- **THE TASK**
What is needed is an exact copy of every record below.

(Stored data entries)
'''

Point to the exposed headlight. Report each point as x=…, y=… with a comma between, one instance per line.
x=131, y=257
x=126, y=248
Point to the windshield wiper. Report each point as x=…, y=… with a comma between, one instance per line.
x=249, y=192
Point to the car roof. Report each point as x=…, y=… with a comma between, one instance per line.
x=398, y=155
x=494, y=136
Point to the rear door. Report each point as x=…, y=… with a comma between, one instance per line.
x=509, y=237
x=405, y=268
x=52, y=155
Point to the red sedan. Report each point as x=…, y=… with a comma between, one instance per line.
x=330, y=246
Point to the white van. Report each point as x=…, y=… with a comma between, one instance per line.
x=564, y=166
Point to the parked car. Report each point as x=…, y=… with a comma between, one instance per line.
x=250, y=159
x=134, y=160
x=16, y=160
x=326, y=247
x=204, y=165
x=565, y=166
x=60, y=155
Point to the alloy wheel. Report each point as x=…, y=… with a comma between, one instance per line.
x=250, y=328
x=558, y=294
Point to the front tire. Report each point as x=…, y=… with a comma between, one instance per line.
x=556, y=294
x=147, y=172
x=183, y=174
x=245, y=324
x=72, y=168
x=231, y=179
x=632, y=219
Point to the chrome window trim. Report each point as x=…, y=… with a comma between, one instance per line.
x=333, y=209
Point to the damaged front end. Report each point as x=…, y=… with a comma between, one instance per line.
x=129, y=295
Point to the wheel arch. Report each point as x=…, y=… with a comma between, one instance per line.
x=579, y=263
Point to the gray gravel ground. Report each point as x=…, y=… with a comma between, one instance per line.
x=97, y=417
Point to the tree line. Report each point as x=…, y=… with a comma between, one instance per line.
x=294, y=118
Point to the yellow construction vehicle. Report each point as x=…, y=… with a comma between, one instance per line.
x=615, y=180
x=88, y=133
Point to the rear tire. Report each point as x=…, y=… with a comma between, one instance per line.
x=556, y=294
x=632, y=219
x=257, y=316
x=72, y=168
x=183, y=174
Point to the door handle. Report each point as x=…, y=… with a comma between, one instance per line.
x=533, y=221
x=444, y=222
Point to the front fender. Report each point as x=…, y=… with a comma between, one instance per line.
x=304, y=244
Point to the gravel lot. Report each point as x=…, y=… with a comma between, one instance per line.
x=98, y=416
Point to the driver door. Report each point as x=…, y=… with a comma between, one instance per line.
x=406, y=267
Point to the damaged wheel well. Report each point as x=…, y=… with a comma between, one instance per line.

'''

- **TASK SOLUTION**
Point to the exposed headlight. Report each point as x=…, y=… with a comma between, one instance per line.
x=131, y=257
x=126, y=248
Point to the windshield wiper. Report each point as x=…, y=… with a comma between, one instance per line.
x=249, y=192
Point to the car roof. Report each point as x=…, y=… with a comma between, one instance per line.
x=398, y=155
x=494, y=136
Point to the rear door. Report each point as x=…, y=… with a comma between, one instance per line.
x=509, y=237
x=405, y=268
x=52, y=155
Point to the red sedan. Report each point as x=…, y=… with a comma between, one instance per line.
x=330, y=246
Point to the white van. Report each point as x=…, y=… with a comma between, one instance per line.
x=564, y=166
Point to the parked car. Report each point as x=…, y=… with a comma between, one instance per line.
x=250, y=159
x=134, y=160
x=16, y=160
x=326, y=247
x=204, y=165
x=565, y=166
x=60, y=155
Point to the alloy wheel. Report each point as x=…, y=… with a comma between, one instance per line.
x=250, y=328
x=558, y=294
Point to the front tire. Report each point as x=…, y=… with a comma between, one instance per line.
x=556, y=294
x=147, y=172
x=183, y=174
x=245, y=324
x=72, y=168
x=231, y=179
x=632, y=219
Point to the chrome window trim. Report each point as x=…, y=… with a comma between, one instance per line.
x=333, y=209
Point to the damaged front end. Report each point as x=…, y=… with a comma between, one instance per line.
x=129, y=295
Point to the wheel arch. Report each point as x=…, y=… with a comma between, one instance per line.
x=579, y=263
Point to the gray gravel ground. Report each point as x=…, y=… with a comma between, one instance per line.
x=97, y=417
Point to the tree line. Report each point as x=…, y=… with a comma between, one instance per line.
x=294, y=118
Point to the yellow construction vehicle. Report each point as x=…, y=… with a comma between, one instance per line.
x=615, y=180
x=88, y=133
Point to the rear tire. Report each point as x=…, y=… with a comma between, one instance per line.
x=556, y=294
x=632, y=219
x=257, y=316
x=72, y=168
x=183, y=174
Point to the door handle. Report each point as x=…, y=… with a comma between, one instance per line.
x=533, y=221
x=444, y=222
Point to the front fender. Report each point as x=…, y=… with a comma between, one instance per line.
x=304, y=244
Point to the gravel lot. Report each point as x=…, y=… with a comma between, one instance per line.
x=98, y=416
Point to the driver door. Report each point as x=…, y=… with a comma between, one instance per line.
x=406, y=267
Point to the damaged wheel well. Report each point as x=…, y=… with a comma between, one instance per line.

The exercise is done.